* Begin DATA IN THIS EXERCISE *

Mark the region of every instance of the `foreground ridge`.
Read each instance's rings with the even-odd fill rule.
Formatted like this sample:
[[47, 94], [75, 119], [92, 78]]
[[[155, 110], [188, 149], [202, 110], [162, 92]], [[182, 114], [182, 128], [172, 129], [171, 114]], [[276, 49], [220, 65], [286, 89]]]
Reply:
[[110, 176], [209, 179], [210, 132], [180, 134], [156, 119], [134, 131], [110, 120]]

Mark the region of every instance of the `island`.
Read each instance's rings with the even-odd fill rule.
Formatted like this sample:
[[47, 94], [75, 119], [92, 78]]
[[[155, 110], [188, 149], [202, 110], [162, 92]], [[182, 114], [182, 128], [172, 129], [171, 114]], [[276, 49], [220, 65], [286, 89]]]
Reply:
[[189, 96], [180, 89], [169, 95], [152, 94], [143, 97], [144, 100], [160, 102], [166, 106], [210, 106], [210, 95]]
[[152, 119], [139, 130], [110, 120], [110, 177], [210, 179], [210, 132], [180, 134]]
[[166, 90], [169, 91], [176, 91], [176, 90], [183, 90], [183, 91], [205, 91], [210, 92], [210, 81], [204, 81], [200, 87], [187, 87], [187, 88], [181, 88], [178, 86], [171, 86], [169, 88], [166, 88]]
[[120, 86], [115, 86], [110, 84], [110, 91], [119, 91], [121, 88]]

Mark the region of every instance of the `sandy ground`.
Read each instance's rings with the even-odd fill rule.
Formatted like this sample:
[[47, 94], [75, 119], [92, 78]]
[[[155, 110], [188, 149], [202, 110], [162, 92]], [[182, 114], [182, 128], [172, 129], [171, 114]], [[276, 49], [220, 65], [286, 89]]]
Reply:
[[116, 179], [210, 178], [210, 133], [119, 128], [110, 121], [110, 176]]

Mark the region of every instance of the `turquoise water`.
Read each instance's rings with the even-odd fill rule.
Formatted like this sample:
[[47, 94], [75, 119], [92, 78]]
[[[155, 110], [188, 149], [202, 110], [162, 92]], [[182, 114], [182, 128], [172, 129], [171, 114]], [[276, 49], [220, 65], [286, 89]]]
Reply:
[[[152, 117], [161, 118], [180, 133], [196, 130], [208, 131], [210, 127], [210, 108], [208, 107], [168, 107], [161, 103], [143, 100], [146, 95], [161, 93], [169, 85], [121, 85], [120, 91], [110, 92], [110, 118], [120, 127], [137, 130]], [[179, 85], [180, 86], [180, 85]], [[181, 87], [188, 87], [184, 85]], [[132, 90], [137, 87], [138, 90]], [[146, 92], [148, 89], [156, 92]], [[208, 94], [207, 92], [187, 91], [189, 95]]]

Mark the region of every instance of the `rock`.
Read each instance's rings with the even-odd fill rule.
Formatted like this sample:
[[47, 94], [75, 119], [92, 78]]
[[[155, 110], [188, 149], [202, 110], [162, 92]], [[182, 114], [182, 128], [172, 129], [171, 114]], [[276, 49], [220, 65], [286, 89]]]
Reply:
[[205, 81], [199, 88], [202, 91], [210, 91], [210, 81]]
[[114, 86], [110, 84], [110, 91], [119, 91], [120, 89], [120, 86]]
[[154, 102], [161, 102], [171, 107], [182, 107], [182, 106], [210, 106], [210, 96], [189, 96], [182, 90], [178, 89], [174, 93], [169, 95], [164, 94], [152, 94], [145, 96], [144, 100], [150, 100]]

* End DATA IN THIS EXERCISE *

TO DO
Please rewrite the records from their start through the line containing "121], [110, 176]]", replacing "Reply" with "Answer" and leaving everything else unchanged.

THE RESULT
Mark the region of every instance of the `foreground ridge`.
Read each instance's rings with the even-odd fill rule.
Formatted like this sample:
[[47, 94], [75, 119], [92, 78]]
[[[155, 110], [188, 149], [202, 110], [162, 92]], [[182, 114], [182, 128], [172, 129], [171, 114]], [[276, 49], [220, 65], [286, 89]]]
Answer:
[[110, 176], [209, 179], [210, 132], [180, 134], [156, 119], [134, 131], [110, 120]]

Mark the region of every instance of the `island`.
Read each instance's rings with the even-odd fill rule.
Formatted like this sample:
[[47, 94], [75, 119], [92, 78]]
[[[155, 110], [188, 149], [202, 110], [162, 92]], [[182, 114], [182, 128], [172, 129], [171, 114]], [[276, 49], [220, 65], [286, 89]]]
Answer:
[[189, 96], [180, 89], [169, 95], [152, 94], [143, 97], [144, 100], [160, 102], [166, 106], [210, 106], [210, 95]]
[[152, 119], [139, 130], [110, 120], [110, 177], [210, 179], [210, 132], [180, 134]]
[[166, 90], [169, 91], [176, 91], [176, 90], [183, 90], [183, 91], [205, 91], [210, 92], [210, 81], [204, 81], [200, 87], [187, 87], [187, 88], [181, 88], [178, 86], [171, 86], [169, 88], [166, 88]]
[[120, 86], [115, 86], [110, 84], [110, 91], [119, 91], [121, 88]]

Mark the region of every instance of the `sandy ground`.
Read each instance's rings with the even-odd fill rule.
Formatted like this sample:
[[47, 94], [75, 119], [92, 78]]
[[[155, 110], [188, 149], [202, 110], [162, 92]], [[182, 114], [182, 128], [172, 129], [171, 114]], [[276, 49], [220, 65], [286, 89]]]
Answer:
[[116, 179], [210, 178], [210, 133], [119, 128], [110, 121], [110, 176]]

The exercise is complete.